Written exercise – Tally the lines in the listing below that contain the string "post". Give only the number.

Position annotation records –
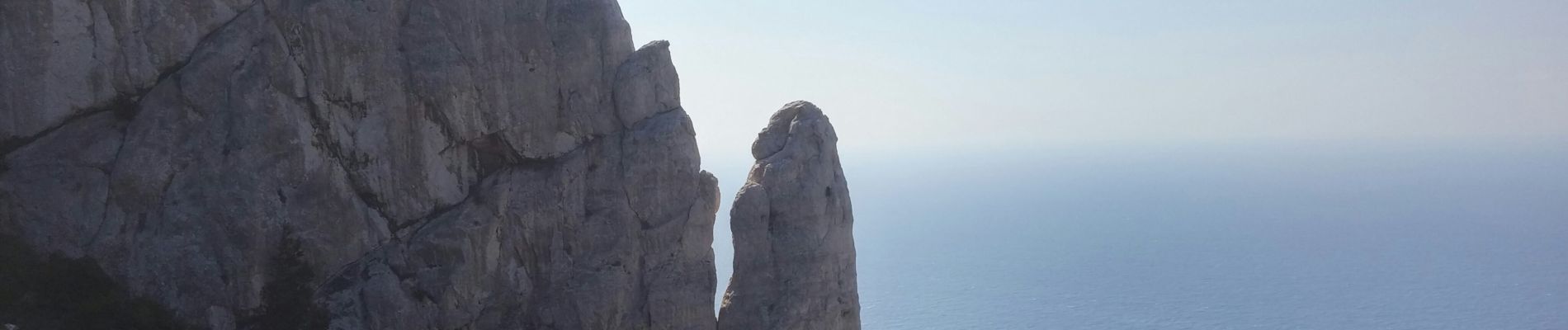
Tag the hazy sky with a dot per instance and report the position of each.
(923, 75)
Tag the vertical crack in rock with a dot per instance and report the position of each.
(390, 165)
(794, 232)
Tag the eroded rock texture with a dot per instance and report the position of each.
(794, 232)
(360, 165)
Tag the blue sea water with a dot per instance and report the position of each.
(1211, 238)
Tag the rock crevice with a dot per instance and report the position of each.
(381, 165)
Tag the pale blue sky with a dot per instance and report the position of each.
(913, 77)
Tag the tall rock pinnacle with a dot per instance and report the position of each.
(794, 232)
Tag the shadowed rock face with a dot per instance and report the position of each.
(794, 232)
(360, 165)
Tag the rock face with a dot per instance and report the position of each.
(360, 165)
(794, 232)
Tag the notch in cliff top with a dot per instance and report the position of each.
(794, 232)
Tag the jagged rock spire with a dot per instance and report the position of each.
(794, 232)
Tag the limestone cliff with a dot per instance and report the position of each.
(358, 165)
(794, 232)
(385, 165)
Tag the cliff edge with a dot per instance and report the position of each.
(794, 232)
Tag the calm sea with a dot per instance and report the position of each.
(1211, 238)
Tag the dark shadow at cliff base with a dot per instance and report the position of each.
(52, 291)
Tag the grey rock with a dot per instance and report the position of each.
(360, 165)
(794, 232)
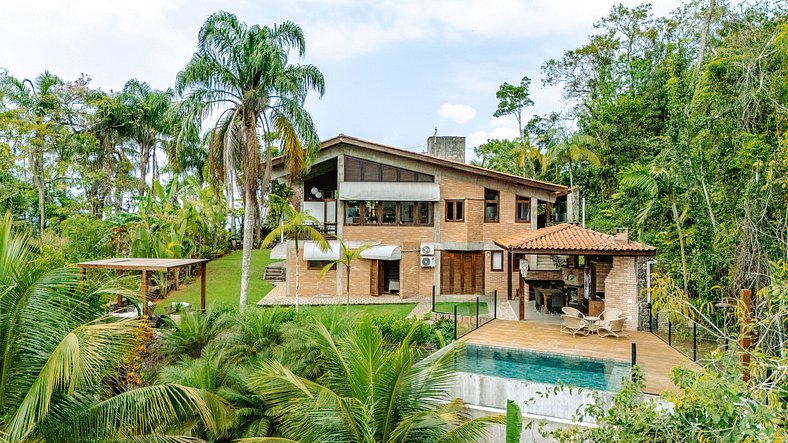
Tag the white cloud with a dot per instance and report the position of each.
(457, 113)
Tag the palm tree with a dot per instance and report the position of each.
(657, 185)
(370, 391)
(242, 72)
(346, 257)
(576, 149)
(36, 102)
(148, 123)
(57, 352)
(297, 224)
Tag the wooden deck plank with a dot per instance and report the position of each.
(654, 356)
(141, 264)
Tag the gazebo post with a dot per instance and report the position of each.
(144, 292)
(202, 286)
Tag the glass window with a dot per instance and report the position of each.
(523, 209)
(496, 261)
(318, 265)
(454, 210)
(371, 212)
(389, 213)
(352, 213)
(407, 213)
(423, 213)
(491, 198)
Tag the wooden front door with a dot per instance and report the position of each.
(462, 272)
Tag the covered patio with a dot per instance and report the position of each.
(145, 266)
(597, 271)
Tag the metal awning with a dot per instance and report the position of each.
(279, 252)
(312, 251)
(382, 252)
(389, 191)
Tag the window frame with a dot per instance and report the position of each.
(453, 202)
(363, 221)
(323, 263)
(493, 254)
(496, 202)
(517, 202)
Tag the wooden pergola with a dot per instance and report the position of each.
(146, 265)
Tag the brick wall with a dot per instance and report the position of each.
(621, 290)
(309, 281)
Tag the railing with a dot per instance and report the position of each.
(686, 336)
(468, 312)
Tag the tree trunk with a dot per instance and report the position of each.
(144, 155)
(250, 165)
(681, 245)
(571, 178)
(246, 261)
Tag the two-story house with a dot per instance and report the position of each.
(431, 217)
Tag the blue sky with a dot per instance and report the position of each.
(395, 70)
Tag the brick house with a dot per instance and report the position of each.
(430, 217)
(600, 270)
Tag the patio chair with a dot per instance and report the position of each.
(574, 325)
(568, 310)
(613, 327)
(610, 314)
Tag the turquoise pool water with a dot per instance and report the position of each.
(541, 367)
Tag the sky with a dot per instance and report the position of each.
(395, 70)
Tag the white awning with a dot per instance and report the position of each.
(312, 251)
(279, 252)
(389, 191)
(382, 252)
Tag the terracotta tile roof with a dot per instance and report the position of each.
(568, 238)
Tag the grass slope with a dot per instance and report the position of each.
(223, 284)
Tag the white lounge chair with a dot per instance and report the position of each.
(613, 327)
(572, 311)
(574, 325)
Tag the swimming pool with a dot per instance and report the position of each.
(604, 375)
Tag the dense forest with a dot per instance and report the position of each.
(675, 127)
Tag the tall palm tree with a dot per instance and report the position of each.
(36, 102)
(56, 351)
(242, 73)
(370, 391)
(148, 123)
(296, 225)
(657, 184)
(346, 258)
(578, 148)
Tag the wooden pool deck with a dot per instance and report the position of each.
(654, 356)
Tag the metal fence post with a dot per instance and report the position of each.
(477, 312)
(433, 298)
(670, 333)
(694, 341)
(455, 322)
(650, 318)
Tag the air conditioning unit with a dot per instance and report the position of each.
(427, 261)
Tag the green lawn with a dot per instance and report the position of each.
(223, 284)
(399, 310)
(463, 308)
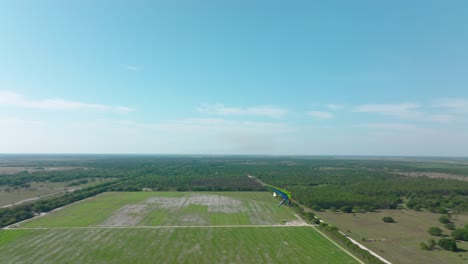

Final result – 2